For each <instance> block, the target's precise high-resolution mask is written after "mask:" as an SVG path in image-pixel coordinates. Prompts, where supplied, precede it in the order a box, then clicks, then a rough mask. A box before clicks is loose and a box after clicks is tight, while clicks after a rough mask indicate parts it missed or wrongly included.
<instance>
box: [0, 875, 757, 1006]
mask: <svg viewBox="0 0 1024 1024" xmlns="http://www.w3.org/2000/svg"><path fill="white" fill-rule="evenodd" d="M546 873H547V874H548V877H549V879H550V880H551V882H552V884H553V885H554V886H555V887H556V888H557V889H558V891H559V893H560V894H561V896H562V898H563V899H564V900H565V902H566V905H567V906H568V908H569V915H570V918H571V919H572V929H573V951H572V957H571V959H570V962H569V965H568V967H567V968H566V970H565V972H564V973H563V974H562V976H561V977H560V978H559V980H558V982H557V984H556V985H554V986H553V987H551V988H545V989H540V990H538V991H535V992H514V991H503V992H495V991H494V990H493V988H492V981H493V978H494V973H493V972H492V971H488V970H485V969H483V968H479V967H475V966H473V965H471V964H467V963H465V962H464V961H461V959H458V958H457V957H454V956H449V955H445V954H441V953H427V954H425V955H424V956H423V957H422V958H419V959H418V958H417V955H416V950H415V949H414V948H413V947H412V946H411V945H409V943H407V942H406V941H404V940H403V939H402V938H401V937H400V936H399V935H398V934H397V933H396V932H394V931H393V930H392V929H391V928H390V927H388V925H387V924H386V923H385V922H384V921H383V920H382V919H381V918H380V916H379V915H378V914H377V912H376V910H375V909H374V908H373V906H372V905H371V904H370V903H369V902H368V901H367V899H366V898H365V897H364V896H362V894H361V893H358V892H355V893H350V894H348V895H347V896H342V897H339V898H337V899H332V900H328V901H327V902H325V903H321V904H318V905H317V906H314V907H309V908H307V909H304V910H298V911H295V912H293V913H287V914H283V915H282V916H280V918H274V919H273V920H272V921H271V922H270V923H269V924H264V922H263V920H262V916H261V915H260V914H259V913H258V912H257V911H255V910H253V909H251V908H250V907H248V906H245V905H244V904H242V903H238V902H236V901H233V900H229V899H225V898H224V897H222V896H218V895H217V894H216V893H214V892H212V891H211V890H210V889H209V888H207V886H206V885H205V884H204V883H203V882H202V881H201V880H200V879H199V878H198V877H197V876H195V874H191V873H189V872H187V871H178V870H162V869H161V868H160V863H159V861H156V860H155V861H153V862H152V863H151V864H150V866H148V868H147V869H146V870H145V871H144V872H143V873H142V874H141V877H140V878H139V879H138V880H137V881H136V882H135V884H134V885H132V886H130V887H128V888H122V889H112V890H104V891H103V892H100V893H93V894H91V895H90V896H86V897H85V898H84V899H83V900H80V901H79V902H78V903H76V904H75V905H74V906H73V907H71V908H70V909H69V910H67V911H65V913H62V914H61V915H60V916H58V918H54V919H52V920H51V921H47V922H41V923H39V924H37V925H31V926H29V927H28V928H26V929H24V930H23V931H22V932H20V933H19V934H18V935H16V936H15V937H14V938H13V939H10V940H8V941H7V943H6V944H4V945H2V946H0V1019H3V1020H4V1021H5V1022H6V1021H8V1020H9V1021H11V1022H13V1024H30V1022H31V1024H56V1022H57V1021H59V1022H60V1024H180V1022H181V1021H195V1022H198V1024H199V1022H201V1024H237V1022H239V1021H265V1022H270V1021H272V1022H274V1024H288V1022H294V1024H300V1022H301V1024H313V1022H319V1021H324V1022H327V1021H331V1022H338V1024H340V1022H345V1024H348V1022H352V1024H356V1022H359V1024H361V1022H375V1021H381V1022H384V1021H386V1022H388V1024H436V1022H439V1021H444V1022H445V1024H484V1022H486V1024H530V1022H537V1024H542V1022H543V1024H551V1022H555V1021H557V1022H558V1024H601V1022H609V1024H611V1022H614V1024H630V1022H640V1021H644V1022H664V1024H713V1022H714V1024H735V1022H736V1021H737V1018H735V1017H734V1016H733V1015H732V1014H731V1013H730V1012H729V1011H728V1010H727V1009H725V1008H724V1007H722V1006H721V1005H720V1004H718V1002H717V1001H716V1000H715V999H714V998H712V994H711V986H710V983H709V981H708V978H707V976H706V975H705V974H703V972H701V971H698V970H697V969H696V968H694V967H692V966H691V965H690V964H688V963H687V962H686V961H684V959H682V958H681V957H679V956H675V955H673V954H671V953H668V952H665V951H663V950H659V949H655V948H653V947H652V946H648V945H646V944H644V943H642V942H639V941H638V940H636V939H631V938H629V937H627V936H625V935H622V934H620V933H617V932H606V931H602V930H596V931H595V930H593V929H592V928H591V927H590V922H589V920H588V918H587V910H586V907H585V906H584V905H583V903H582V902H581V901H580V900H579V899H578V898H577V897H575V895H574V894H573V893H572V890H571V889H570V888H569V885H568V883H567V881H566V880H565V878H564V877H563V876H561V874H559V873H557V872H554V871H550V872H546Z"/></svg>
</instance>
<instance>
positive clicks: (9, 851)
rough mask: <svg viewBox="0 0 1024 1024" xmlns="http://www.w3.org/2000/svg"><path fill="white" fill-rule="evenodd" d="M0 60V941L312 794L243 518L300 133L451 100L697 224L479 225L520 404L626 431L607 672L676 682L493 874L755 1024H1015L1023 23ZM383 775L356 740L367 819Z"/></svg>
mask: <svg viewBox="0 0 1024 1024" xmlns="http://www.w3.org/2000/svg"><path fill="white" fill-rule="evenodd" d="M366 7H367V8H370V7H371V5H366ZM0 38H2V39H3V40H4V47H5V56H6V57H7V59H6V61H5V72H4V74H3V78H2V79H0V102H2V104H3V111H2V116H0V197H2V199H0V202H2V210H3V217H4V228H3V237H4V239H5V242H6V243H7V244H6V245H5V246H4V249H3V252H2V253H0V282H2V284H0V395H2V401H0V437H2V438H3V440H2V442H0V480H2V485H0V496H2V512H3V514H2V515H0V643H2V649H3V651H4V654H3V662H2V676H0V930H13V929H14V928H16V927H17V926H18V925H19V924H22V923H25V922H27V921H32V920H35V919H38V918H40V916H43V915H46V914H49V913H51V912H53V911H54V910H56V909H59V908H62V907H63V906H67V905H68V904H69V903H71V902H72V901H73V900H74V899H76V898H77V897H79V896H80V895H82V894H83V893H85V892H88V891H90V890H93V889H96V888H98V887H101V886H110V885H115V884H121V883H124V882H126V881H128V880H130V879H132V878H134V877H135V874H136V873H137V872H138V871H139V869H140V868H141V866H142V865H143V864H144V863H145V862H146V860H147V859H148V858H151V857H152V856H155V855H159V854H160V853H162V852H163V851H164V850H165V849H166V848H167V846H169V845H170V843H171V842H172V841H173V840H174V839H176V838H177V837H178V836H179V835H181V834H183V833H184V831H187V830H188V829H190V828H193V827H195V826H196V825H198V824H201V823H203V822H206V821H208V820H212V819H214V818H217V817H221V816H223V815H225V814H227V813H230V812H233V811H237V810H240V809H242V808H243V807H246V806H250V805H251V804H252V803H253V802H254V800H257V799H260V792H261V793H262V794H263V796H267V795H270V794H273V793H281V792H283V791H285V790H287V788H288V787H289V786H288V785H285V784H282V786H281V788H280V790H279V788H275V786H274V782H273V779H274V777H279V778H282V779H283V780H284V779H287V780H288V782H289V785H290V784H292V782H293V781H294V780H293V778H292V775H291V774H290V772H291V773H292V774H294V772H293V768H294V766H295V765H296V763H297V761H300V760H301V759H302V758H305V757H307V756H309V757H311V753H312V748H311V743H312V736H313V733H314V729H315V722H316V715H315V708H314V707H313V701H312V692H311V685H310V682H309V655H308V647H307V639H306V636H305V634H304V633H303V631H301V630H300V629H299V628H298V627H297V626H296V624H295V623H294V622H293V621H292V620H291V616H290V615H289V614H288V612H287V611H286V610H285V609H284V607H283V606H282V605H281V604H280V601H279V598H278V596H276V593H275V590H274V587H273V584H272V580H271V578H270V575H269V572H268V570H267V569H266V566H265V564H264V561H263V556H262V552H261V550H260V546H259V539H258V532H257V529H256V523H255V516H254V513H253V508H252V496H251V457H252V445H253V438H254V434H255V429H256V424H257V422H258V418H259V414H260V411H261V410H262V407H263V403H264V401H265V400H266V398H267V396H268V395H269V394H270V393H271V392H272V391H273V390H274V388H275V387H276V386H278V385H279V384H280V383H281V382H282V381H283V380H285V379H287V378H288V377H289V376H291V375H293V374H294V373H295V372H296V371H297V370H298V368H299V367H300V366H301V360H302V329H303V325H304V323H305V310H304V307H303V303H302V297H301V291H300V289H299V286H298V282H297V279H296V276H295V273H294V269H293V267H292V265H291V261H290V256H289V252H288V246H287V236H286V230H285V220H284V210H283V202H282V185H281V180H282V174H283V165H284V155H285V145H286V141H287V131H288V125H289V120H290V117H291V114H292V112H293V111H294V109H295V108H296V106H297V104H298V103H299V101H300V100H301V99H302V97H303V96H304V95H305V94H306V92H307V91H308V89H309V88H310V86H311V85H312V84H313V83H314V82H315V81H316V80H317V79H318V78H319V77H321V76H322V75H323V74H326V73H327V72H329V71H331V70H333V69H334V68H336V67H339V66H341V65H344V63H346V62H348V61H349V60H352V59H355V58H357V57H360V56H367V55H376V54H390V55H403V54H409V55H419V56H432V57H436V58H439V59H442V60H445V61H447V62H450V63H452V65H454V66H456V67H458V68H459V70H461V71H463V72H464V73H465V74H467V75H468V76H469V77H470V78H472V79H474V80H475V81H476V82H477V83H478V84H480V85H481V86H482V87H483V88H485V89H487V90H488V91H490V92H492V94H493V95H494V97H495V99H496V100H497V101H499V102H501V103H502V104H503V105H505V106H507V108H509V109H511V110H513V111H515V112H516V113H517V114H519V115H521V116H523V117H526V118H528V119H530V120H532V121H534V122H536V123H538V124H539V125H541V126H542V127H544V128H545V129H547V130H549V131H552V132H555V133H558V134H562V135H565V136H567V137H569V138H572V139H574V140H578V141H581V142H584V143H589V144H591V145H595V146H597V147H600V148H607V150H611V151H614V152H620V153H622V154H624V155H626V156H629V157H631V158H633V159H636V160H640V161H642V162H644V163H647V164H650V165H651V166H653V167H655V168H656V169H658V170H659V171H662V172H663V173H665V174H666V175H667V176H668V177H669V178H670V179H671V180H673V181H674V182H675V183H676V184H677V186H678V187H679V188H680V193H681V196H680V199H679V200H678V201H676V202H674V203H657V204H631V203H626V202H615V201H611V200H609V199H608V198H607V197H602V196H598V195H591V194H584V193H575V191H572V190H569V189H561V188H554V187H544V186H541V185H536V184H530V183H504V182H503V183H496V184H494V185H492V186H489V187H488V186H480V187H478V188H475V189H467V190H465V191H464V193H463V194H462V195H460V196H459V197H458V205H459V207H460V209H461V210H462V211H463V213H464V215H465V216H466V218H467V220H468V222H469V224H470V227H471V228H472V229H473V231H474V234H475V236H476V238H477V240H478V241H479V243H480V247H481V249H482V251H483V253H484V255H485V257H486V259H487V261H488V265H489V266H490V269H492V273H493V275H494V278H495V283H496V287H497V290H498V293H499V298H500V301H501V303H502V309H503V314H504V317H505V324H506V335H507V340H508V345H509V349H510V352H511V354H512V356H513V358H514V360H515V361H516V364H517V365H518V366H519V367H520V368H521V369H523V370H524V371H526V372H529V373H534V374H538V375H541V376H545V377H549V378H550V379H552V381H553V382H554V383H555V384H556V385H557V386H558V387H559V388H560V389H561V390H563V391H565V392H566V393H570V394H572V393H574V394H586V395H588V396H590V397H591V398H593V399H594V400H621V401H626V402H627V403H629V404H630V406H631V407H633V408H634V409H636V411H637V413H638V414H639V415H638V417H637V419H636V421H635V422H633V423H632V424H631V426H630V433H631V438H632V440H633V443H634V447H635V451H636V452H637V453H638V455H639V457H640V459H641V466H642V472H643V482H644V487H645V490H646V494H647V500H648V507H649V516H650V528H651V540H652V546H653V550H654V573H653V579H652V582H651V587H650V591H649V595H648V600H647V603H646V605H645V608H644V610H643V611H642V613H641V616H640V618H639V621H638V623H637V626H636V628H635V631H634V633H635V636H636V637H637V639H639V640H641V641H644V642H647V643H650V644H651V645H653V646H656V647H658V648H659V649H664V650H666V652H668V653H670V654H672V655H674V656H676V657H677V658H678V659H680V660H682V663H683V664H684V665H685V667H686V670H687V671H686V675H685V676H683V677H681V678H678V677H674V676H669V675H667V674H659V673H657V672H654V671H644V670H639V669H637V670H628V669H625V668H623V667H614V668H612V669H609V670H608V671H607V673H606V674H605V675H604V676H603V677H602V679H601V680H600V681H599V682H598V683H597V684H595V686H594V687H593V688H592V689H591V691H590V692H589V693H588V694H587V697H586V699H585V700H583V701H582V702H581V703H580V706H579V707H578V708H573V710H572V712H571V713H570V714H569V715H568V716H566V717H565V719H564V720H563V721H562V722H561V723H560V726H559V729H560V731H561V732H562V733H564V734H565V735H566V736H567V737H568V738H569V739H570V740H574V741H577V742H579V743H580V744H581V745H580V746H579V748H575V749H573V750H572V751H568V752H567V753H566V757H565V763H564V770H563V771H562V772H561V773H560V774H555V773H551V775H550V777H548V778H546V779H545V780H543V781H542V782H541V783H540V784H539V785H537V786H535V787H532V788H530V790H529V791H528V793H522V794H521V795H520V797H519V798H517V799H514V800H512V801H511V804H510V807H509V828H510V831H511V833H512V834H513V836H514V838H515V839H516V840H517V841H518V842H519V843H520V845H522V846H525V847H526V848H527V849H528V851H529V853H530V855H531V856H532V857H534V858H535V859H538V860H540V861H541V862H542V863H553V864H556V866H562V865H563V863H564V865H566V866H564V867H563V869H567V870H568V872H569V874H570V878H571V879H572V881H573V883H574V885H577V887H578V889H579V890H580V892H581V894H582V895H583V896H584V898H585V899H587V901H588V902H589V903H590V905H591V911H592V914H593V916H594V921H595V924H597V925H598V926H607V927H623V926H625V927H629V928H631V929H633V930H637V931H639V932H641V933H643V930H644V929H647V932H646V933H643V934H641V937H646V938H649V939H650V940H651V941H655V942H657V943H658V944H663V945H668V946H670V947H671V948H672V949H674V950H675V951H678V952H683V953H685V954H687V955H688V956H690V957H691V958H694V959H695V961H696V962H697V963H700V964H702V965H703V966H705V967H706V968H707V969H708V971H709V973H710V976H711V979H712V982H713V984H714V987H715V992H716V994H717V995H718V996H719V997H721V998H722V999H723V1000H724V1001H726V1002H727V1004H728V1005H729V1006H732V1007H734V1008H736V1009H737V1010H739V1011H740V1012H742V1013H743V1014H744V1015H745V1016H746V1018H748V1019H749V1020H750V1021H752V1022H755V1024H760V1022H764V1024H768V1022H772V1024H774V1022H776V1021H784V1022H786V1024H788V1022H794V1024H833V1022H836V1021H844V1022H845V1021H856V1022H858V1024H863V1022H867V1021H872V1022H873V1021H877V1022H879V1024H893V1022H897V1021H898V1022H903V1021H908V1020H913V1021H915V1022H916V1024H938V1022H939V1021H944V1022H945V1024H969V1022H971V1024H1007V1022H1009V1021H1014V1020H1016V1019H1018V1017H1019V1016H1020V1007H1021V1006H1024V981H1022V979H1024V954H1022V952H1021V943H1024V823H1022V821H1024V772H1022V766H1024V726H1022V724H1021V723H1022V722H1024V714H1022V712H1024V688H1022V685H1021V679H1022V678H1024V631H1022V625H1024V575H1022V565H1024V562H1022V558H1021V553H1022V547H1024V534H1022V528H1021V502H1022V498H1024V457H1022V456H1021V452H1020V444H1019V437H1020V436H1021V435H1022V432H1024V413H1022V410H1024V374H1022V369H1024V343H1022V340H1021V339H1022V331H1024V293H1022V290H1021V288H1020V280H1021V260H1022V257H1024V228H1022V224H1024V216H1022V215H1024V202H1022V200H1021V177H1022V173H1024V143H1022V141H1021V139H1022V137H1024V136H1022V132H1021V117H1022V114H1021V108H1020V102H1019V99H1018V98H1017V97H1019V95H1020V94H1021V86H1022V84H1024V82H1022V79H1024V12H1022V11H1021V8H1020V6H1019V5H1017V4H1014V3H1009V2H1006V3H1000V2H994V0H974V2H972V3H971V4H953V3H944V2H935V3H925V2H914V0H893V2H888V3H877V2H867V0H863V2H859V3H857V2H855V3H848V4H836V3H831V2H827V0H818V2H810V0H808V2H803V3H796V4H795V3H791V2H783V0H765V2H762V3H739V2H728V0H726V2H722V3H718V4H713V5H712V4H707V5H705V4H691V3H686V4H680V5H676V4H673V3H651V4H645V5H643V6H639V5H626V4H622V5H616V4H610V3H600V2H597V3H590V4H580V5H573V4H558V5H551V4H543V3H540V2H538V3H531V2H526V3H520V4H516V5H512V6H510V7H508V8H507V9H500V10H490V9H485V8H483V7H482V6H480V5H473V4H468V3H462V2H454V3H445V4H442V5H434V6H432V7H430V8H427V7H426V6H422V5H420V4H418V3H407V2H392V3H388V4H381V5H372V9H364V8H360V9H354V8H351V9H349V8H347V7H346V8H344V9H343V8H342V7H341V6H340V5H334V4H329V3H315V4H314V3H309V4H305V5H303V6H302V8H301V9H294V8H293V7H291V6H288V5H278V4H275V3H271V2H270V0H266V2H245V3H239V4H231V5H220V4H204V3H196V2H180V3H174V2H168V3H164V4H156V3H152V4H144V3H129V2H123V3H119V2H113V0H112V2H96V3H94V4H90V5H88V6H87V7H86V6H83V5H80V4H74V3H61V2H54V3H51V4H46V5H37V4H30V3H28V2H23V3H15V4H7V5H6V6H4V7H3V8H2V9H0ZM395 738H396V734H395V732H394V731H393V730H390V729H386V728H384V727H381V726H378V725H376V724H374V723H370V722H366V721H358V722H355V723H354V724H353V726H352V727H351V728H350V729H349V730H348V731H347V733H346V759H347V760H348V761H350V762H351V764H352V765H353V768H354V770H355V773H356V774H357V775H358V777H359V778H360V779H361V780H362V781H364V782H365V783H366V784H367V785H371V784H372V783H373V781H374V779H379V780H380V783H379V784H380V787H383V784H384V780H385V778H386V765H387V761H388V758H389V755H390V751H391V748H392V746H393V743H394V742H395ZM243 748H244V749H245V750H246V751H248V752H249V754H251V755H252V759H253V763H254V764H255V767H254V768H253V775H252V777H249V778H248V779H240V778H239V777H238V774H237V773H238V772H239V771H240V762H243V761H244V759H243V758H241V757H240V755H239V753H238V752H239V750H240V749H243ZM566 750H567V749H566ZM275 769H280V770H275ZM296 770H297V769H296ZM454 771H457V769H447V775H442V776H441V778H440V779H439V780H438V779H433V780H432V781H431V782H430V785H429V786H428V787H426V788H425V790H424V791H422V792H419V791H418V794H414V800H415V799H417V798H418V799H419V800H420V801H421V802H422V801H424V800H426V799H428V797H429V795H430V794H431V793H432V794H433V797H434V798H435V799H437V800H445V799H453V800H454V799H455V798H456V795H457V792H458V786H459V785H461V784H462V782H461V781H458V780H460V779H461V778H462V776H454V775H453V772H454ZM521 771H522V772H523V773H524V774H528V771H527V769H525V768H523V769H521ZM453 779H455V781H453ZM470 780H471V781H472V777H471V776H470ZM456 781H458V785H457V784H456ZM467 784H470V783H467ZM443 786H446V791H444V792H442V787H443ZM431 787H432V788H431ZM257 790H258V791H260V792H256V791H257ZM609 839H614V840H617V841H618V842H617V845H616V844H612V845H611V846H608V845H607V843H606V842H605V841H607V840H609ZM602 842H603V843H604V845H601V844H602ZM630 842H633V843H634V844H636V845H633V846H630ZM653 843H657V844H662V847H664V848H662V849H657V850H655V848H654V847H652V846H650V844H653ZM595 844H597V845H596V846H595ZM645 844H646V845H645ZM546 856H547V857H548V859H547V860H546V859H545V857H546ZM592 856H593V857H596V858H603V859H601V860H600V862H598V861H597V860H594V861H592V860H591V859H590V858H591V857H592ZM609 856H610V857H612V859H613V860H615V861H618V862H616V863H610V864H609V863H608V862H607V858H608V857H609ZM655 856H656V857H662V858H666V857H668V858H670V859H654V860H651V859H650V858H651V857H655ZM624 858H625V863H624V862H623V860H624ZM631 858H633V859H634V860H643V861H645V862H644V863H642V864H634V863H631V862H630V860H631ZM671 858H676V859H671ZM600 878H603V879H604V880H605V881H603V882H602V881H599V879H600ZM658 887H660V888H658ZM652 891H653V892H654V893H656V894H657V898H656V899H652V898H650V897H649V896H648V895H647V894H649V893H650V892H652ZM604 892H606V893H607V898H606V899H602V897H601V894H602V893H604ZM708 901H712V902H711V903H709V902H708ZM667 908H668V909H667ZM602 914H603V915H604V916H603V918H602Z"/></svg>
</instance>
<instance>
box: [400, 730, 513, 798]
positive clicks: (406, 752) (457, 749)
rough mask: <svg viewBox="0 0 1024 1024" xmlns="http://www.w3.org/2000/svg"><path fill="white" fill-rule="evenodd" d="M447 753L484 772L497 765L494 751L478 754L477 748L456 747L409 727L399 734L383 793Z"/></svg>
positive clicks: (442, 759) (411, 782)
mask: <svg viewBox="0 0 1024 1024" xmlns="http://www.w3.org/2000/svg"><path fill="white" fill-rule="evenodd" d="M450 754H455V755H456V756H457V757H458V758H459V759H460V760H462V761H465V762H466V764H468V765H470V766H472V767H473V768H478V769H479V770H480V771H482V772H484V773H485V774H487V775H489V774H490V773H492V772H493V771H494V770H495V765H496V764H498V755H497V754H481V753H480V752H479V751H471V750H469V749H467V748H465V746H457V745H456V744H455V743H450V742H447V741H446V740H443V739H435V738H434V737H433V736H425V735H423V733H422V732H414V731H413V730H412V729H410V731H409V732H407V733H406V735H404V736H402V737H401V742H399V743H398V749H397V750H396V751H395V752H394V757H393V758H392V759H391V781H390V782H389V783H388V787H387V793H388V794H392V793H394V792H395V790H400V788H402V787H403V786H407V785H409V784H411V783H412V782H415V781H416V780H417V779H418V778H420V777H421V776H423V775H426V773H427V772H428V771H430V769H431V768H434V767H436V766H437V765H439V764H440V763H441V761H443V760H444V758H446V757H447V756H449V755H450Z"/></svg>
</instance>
*****
Whenever a line in the records contains the word "clicks", copy that line.

> [ANSWER SECTION]
For each <instance> block, the target's precise high-resolution mask is written after "mask:" as an SVG path in image-pixel coordinates. Prompts, where supplied, precede it in the order a box, then clicks, then a rough mask. A box before clicks is loose and a box after clicks is tight, while clicks after a rough mask indicate parts it missed or wrongly included.
positive clicks: (9, 851)
positive clicks: (406, 752) (457, 749)
positive clicks: (442, 759) (411, 782)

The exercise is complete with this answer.